TASK OBJECTIVE: Everything from the line containing "find the license plate" to the last line of the records must be returned verbatim; nothing else belongs in the output.
──────── RECORDED INFORMATION ────────
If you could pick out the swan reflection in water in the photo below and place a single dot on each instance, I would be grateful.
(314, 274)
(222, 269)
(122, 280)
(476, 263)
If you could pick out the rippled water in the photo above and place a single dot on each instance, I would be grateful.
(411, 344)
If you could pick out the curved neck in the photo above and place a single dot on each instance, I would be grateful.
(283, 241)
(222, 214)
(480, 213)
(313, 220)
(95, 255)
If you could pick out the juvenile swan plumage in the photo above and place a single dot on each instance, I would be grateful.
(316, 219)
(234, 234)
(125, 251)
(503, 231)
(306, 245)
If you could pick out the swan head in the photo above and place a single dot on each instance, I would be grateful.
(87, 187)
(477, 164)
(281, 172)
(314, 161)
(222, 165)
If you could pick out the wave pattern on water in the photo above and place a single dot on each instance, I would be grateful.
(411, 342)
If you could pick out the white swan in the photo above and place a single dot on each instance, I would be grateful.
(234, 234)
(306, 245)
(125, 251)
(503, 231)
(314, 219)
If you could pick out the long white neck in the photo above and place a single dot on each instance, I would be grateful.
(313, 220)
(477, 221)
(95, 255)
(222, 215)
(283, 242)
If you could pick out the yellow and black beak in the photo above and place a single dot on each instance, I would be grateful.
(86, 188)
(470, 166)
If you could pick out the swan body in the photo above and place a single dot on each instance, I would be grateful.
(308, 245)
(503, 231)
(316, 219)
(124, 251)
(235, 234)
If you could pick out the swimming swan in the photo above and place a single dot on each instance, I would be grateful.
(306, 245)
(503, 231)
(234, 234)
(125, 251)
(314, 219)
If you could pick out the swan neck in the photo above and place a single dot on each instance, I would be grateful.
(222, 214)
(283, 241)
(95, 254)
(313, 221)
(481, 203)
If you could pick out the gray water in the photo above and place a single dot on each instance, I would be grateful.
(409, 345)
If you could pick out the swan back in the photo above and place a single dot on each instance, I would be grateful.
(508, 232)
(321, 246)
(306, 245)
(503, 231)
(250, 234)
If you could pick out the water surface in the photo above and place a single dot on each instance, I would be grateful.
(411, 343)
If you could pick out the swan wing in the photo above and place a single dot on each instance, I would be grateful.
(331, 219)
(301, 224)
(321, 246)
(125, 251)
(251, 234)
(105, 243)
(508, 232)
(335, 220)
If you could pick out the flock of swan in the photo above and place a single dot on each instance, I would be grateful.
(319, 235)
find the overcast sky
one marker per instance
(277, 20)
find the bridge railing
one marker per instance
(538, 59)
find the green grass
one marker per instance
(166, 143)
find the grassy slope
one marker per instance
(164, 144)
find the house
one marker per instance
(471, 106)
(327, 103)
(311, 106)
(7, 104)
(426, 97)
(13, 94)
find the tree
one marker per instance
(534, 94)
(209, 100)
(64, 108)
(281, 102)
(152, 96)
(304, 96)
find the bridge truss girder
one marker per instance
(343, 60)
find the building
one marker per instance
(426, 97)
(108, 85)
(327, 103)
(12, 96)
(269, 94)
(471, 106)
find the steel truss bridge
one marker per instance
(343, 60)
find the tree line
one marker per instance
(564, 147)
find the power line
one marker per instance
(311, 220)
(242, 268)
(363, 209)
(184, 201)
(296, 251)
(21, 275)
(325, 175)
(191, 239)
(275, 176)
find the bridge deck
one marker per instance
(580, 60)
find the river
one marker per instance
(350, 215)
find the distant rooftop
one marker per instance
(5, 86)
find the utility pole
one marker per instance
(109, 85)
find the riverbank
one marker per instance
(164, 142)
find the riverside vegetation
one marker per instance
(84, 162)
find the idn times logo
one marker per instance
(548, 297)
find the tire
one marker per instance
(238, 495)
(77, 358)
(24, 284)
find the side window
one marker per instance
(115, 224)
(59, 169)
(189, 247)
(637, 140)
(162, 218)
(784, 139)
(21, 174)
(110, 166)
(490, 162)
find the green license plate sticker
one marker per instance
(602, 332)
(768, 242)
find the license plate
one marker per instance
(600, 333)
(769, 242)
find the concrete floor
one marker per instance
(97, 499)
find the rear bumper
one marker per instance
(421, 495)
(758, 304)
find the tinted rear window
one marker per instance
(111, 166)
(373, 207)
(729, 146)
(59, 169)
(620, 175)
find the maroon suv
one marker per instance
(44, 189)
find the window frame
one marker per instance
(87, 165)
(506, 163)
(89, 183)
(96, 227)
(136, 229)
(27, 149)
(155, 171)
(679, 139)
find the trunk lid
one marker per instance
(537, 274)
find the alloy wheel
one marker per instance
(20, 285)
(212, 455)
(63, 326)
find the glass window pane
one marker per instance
────────
EXPECTED ANSWER:
find the license plate
one marker per instance
(600, 333)
(769, 242)
find the concrete floor
one marker per instance
(97, 499)
find the rear bumper
one marker per instance
(421, 495)
(758, 304)
find the tinted rear window
one marker per instance
(111, 166)
(373, 207)
(729, 146)
(59, 169)
(620, 175)
find the maroon suv
one marker per instance
(44, 189)
find the window frame
one marker per instance
(87, 165)
(506, 163)
(89, 183)
(96, 227)
(136, 229)
(27, 149)
(155, 171)
(679, 139)
find the trunk lid
one marker per instance
(537, 274)
find the alloy wheel
one marker per instance
(20, 285)
(212, 455)
(63, 326)
find the glass window pane
one marker per instance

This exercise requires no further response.